# Dataset start

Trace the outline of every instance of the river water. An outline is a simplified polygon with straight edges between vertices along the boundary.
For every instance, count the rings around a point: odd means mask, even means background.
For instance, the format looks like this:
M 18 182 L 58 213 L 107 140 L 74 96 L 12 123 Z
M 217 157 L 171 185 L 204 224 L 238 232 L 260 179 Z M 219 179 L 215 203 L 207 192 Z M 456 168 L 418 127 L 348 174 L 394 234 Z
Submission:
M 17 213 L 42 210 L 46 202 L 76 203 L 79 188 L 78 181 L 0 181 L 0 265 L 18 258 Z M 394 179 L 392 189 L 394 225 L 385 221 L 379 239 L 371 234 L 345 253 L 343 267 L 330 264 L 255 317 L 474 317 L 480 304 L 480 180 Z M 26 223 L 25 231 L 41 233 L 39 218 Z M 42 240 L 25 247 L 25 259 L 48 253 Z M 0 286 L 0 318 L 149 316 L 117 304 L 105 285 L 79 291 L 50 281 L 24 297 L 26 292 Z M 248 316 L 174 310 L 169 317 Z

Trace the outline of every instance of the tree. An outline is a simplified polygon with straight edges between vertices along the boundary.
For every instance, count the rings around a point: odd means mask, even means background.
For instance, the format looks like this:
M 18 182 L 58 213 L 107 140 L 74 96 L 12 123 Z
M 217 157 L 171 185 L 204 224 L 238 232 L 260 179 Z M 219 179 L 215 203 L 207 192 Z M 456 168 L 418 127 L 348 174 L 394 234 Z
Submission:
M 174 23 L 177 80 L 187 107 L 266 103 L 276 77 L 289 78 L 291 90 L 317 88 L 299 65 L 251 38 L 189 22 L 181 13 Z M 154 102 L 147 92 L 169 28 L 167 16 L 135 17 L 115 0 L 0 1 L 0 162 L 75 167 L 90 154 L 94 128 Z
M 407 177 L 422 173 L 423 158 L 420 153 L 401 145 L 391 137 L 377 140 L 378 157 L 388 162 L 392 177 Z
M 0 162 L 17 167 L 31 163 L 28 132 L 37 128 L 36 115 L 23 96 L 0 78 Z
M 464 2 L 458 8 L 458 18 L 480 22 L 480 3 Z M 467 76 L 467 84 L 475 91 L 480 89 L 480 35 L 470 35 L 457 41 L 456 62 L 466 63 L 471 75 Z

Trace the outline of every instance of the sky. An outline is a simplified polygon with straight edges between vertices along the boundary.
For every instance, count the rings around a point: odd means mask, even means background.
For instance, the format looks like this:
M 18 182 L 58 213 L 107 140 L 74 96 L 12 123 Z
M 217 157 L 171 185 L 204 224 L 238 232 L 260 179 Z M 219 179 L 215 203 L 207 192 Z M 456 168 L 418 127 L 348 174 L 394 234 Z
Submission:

# Dataset end

- [What is needed] Please scale everything in the listing above from its start down to the line containing "M 17 213 L 42", giving all of those lines again, requests included. Multiply each coordinate in the answers by 1.1 and round it to a whole number, rounding halves up, but leave the requests and their format samples unchanged.

- [Output]
Trace the outline of every instance of the river water. An outline is a simplified polygon with straight edges between vertices along the boundary.
For every instance, count the rings around a point: odd means mask, even means background.
For instance, the format looks like this:
M 18 182 L 58 213 L 107 140 L 74 96 L 12 123 Z
M 217 157 L 171 185 L 204 224 L 238 232 L 260 179 Z M 219 179 L 215 203 L 207 192 Z M 456 168 L 418 127 L 348 174 L 394 234 Z
Submission:
M 19 234 L 46 231 L 51 222 L 84 223 L 87 207 L 86 199 L 0 199 L 0 292 L 20 284 Z M 433 197 L 431 208 L 433 248 L 424 243 L 417 263 L 408 257 L 380 278 L 377 294 L 363 290 L 281 349 L 521 349 L 528 334 L 528 198 Z M 29 245 L 28 254 L 45 256 L 43 240 Z M 46 264 L 28 272 L 28 285 L 53 278 Z M 0 315 L 0 350 L 164 348 L 129 334 L 116 314 L 87 320 L 55 309 L 26 327 L 29 321 Z M 273 348 L 191 341 L 186 349 Z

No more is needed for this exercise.